§ **Text provided**
_ _ _ _

In 1969, Computer Identics sold the world’s first commercial laser scanner to General Motors, who used it to identify and record car components on a Pontiac assembly line. That same year Computer Identics installed scanners and a Digital Equipment Corporation PDP-8 mini-computer at a General Trading Company plant in Carlstadt, NJ to track and assemble grocery orders. It scanned boxes on a conveyor belt so they could be diverted to the appropriate loading dock. In 1971, Computer Identics delivered the first scanners used for package recognition, early versions of the ones now used by delivery companies.

The New York City Marathon approached Collins about using barcode for scoring in 1977. At the 1984 Summer Olympics in Los Angeles, organizers used Computer Identics scanners to read barcodes printed on the badges of athletes, journalists, and staff members. Also in 1984, Collins' company, Computer Identics, developed Mac-Barcode® Software, the first WYSIWYG barcode label composition software, for the newly introduced Apple Macintosh.

_ _ _ _

§ **Records supplied**
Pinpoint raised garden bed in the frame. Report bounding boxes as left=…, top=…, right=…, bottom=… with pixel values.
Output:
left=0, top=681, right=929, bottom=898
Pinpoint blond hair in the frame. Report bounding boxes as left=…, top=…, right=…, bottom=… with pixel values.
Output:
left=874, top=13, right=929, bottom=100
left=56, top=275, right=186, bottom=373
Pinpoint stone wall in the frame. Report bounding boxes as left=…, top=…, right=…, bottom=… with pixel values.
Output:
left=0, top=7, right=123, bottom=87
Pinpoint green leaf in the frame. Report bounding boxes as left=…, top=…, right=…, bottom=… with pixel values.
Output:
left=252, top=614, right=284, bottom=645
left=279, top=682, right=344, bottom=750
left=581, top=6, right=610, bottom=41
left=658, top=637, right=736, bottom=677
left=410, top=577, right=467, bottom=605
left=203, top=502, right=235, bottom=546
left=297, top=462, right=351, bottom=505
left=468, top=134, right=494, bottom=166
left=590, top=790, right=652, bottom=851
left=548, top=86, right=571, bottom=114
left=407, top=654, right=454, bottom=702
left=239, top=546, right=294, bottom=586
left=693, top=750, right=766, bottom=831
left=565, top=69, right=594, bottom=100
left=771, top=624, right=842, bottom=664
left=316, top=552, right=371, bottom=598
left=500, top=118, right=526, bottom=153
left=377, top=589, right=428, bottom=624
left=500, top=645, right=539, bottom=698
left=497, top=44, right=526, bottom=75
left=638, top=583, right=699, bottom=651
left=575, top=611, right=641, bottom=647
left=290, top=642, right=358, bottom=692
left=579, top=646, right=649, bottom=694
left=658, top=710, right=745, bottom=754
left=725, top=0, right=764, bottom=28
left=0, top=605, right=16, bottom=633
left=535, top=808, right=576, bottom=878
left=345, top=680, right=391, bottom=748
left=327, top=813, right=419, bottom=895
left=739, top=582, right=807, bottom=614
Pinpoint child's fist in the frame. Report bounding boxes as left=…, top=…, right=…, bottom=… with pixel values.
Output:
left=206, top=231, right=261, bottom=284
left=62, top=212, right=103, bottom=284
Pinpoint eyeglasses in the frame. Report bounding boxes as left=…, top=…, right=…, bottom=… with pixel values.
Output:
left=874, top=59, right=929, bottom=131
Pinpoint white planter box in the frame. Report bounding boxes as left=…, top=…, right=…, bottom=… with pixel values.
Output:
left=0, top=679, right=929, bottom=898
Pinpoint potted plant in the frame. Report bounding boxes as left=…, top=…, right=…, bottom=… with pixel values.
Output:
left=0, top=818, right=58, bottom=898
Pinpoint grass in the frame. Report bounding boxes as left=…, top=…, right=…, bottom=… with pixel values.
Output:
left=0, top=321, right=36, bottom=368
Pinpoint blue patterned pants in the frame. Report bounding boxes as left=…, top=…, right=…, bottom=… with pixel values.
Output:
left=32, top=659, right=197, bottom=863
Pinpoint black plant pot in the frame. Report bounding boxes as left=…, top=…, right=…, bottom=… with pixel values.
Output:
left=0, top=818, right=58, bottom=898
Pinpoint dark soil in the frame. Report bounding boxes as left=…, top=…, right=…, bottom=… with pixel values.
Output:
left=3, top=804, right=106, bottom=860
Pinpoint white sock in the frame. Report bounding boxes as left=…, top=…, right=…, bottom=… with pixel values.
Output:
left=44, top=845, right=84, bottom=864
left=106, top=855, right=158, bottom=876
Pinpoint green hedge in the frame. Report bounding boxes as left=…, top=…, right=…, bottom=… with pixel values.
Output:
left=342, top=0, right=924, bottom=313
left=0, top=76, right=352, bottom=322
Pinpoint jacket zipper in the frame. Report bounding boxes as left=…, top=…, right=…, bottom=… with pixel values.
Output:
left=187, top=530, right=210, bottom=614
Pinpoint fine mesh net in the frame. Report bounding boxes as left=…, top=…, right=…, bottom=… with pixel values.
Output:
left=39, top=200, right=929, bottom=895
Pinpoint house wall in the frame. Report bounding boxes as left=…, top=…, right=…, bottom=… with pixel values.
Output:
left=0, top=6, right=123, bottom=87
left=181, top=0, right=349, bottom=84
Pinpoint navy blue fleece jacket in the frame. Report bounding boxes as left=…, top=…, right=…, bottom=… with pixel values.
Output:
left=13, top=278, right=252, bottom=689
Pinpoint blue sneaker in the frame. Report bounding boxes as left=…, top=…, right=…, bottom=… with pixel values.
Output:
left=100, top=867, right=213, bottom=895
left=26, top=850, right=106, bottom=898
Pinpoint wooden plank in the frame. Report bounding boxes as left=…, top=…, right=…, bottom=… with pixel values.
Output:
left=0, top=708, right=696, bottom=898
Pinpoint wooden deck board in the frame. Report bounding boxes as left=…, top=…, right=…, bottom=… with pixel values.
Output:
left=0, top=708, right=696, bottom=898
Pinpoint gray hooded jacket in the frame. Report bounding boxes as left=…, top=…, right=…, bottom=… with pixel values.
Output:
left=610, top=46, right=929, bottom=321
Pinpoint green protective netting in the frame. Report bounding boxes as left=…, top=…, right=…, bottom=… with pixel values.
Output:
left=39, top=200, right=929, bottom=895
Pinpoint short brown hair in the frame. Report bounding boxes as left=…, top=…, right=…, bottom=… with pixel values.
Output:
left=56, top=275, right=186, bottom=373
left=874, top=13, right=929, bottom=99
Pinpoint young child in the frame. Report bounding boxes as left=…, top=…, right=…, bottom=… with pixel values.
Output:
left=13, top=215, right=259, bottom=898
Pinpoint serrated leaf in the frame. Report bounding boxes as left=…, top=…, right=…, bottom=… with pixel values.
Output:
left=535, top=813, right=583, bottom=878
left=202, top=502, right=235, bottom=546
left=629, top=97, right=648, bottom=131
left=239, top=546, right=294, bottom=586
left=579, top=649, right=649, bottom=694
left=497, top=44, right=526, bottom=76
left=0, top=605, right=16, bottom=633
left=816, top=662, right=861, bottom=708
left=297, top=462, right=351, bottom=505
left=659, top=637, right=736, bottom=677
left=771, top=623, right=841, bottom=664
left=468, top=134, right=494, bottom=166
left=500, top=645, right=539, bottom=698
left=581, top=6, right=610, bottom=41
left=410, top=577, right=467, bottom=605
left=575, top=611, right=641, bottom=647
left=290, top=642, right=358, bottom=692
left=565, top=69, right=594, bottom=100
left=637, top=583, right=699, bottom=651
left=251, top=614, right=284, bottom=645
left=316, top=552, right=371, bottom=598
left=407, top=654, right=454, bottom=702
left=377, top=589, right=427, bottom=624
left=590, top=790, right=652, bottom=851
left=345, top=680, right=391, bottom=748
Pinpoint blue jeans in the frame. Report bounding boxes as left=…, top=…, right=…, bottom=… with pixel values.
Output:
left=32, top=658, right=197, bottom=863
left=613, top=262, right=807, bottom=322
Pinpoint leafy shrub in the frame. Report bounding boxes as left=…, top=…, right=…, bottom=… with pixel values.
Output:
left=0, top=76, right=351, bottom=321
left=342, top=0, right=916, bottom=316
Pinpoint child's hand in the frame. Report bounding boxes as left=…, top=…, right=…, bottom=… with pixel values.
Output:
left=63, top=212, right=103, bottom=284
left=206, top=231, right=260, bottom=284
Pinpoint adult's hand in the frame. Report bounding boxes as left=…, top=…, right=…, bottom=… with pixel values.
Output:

_ _ _ _

§ **Exercise set**
1/ Repeat everything in the Computer Identics text from "In 1969, Computer" down to "by delivery companies.", with no changes.
2/ Turn the paragraph of the Computer Identics text that begins "The New York City Marathon approached" into a brief bulleted list that keeps its main facts.

§ **Task solutions**
1/
In 1969, Computer Identics sold the world’s first commercial laser scanner to General Motors, who used it to identify and record car components on a Pontiac assembly line. That same year Computer Identics installed scanners and a Digital Equipment Corporation PDP-8 mini-computer at a General Trading Company plant in Carlstadt, NJ to track and assemble grocery orders. It scanned boxes on a conveyor belt so they could be diverted to the appropriate loading dock. In 1971, Computer Identics delivered the first scanners used for package recognition, early versions of the ones now used by delivery companies.

2/
- 1977: The New York City Marathon approached Collins about using barcode for scoring.
- 1984 Summer Olympics, Los Angeles: Organizers used Computer Identics scanners to read barcodes on the badges of athletes, journalists, and staff members.
- 1984: Computer Identics developed Mac-Barcode® Software, the first WYSIWYG barcode label composition software, for the newly introduced Apple Macintosh.